Tarefas:
A. Responda, com base no texto abaixo sobre escolas de pensamento econômico:
(i) Qual é a natureza comum da discordância entre os grupos nas ciências sociais?
(ii) Quem é citado como autor da frase "A ciência é sempre uma busca, jamais uma descoberta"?
(iii) Que três teorias clássicas são dadas como exemplos de teorias que não resistiram à crítica?
B. Prossiga o texto abaixo sobre escolas de pensamento econômico a partir da última frase apresentada.

Trecho do texto:
################
Por que existem “escolas” de pensamento?
Em se tratando de Economia, você já deve ter ouvido falar de diferentes correntes de pensamento econômico. E isso acontece em grande parte das ciências sociais: existem diversos grupos que discordam quando se propõem a dar explicações sobre o mundo. E essa discordância tem uma natureza comum: a complexidade dos fenômenos estudados.

Adam Smith ao centro, considerado o “Pai da Economia”

Desde Karl Popper, os cientistas têm se acostumado a uma ideia pouco consoladora: a de que nós nunca chegaremos à verdade, mas sim a boas aproximações desta. “A ciência é sempre uma busca, jamais uma descoberta”, diz ele. Agora imagine quando tratamos de Economia, uma ciência que lida com pessoas agindo e interagindo entre si. A complexidade é tão grande que,
ao contrário das ciências naturais (como a física e a química), é bastante difícil fazer experimentos controlados que comprovem que as ideias de um grupo estão certas e as dos outros estão erradas.

Assim sendo, há séculos diferentes abordagens (ou “escolas de pensamento”) coexistem para dar diferentes explicações aos problemas econômicos. Isso, porém, não significa que refutações não aconteçam neste campo do conhecimento. A ciência avança com a abertura a novas explicações sobre os fenômenos, as quais são submetidas à crítica dos demais. Teorias clássicas como a do valor-trabalho, a teoria populacional malthusiana ou a lei de ferro dos salários ricardiana são exemplos de teorias que não resistiram à crítica e não se sustentaram com o passar dos anos.
################
Entradas de localização de objetos em imagens:
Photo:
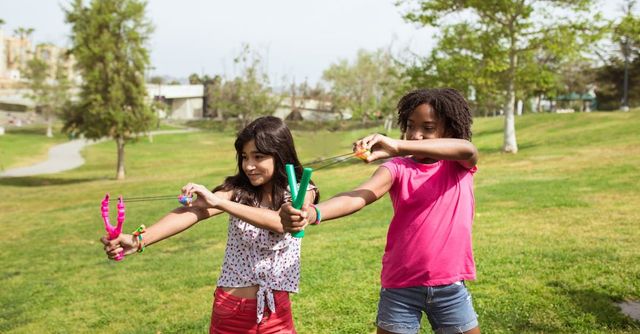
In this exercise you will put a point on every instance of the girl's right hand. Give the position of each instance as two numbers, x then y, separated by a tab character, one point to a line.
380	146
292	219
124	242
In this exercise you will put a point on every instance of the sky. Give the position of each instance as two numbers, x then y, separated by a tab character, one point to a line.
298	39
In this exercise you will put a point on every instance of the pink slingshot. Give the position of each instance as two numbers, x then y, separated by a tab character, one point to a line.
113	231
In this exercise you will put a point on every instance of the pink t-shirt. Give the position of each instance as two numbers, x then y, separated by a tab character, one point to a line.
429	239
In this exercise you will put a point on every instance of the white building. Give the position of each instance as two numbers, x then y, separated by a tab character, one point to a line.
311	110
183	101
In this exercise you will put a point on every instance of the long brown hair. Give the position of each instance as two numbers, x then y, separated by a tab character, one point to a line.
272	137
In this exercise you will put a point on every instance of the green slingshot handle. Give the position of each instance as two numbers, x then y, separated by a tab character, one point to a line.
298	194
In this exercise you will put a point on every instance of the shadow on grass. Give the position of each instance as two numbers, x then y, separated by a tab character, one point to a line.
598	304
32	181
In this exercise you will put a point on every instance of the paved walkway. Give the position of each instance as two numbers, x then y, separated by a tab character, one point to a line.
67	156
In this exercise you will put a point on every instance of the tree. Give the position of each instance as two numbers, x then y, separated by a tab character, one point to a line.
50	94
194	79
621	62
23	33
512	29
627	35
368	87
109	38
246	96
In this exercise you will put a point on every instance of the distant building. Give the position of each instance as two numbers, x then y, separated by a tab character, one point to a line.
310	110
182	101
14	54
16	51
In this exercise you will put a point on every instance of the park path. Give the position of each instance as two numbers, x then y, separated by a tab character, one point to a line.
67	156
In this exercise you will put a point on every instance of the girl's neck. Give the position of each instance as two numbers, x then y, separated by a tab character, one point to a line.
266	191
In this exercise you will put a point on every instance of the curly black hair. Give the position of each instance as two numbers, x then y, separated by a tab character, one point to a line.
448	104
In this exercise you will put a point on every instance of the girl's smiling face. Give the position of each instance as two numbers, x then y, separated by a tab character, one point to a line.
258	167
423	123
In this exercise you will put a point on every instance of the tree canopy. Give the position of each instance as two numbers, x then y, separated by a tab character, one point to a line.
109	44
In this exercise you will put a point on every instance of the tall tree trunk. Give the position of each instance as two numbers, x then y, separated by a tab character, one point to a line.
120	173
49	126
510	144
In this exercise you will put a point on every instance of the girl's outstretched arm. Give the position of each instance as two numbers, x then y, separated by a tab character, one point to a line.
340	205
258	217
460	150
173	223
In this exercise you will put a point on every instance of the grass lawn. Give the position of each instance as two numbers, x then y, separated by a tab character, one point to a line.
556	236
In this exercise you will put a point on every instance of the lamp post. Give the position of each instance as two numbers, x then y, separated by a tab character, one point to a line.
625	87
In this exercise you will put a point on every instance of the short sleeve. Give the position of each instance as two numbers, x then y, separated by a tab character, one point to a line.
473	169
393	167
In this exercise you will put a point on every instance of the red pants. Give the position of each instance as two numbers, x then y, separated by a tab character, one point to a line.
233	314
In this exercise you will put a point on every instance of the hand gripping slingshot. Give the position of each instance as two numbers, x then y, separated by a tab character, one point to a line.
113	231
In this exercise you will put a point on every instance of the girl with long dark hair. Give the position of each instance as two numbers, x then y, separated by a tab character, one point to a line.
261	263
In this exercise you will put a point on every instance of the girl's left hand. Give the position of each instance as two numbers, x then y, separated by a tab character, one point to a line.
205	198
380	146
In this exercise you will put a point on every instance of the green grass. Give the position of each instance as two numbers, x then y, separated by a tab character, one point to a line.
555	237
27	145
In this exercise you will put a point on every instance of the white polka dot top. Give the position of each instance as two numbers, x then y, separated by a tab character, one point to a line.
255	256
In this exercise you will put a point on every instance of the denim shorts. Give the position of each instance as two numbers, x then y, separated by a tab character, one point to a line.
448	308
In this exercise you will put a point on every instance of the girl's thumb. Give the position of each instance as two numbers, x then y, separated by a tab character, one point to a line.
303	210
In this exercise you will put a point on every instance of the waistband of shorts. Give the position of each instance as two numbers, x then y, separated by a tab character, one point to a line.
278	296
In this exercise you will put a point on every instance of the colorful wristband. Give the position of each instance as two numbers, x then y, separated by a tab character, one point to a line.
138	234
318	215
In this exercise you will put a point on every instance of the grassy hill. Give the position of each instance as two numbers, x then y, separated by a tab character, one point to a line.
555	237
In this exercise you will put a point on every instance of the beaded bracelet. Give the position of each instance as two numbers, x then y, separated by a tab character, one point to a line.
318	215
138	234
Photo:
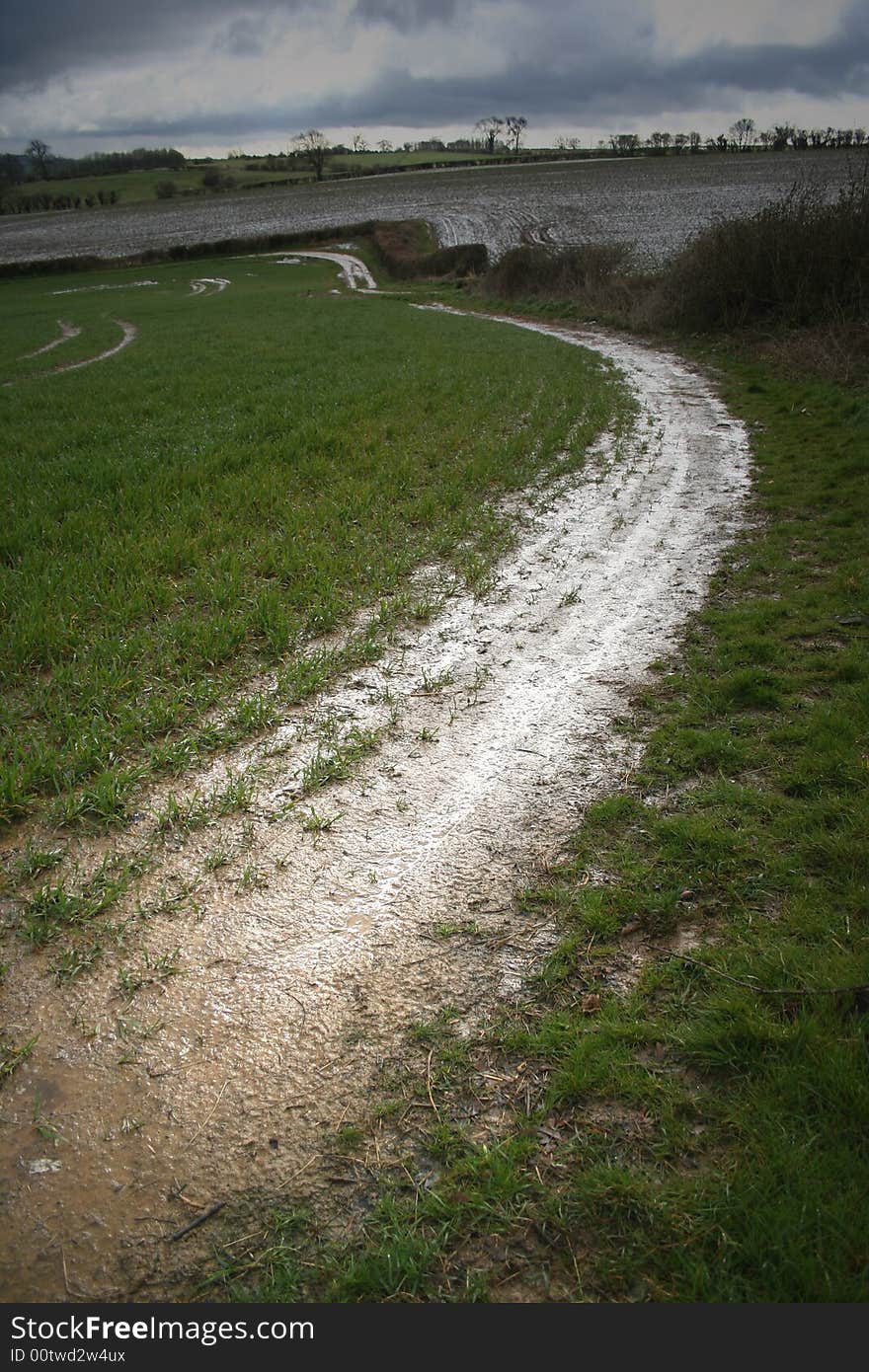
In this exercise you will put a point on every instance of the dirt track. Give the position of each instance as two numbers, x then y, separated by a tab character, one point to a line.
303	957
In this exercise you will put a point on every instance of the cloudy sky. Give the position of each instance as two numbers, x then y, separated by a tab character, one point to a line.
207	76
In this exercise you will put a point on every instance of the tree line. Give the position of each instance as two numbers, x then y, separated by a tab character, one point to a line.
742	136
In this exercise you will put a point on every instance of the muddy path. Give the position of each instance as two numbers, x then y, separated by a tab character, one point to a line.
276	956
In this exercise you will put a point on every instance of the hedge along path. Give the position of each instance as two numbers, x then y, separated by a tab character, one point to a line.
217	1052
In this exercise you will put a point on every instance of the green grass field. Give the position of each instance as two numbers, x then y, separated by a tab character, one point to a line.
259	464
134	187
250	470
699	1138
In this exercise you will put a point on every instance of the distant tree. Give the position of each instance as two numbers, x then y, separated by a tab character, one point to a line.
313	148
742	133
625	144
11	171
489	129
516	123
39	154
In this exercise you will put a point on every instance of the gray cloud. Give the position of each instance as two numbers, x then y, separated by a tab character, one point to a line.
407	14
585	65
41	38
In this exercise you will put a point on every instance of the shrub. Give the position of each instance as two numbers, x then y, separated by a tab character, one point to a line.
801	260
555	271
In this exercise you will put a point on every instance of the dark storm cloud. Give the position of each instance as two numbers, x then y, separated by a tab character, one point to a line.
576	62
405	14
40	38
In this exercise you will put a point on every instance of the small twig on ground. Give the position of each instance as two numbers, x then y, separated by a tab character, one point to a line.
210	1111
194	1224
429	1084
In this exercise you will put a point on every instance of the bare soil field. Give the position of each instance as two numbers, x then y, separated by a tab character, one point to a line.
655	203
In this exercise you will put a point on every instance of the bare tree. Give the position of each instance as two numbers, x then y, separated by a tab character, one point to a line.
313	148
489	129
516	123
39	154
742	133
625	144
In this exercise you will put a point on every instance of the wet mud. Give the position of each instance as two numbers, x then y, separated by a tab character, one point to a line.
275	957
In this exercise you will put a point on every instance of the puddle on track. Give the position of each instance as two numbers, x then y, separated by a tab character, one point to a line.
################
Respostas:
A.
(i) A complexidade dos fenômenos estudados.
(ii) Karl Popper.
(iii) A teoria do valor-trabalho, a teoria populacional malthusiana e a lei de ferro dos salários ricardiana.

B.
A Escola Austríaca
A mais antiga escola de pensamento econômico, viva ainda hoje, é a chamada Escola Austríaca de Economia. Ela nasceu em Viena, em 1871, com a publicação do livro “Princípios de Economia” de Carl Menger. Desde então, vem dando grandes contribuições à teoria econômica com, por exemplo, a introdução da análise marginal e subjetivista do valor, as noções de custo de oportunidade e preferência temporal, além de suas teorias do capital e dos
ciclos econômicos, seu trato de economia da complexidade, do processo de mercado etc. Mas não só: os austríacos também deram grandes contribuições às áreas da filosofia moral, epistemologia e direito, por exemplo.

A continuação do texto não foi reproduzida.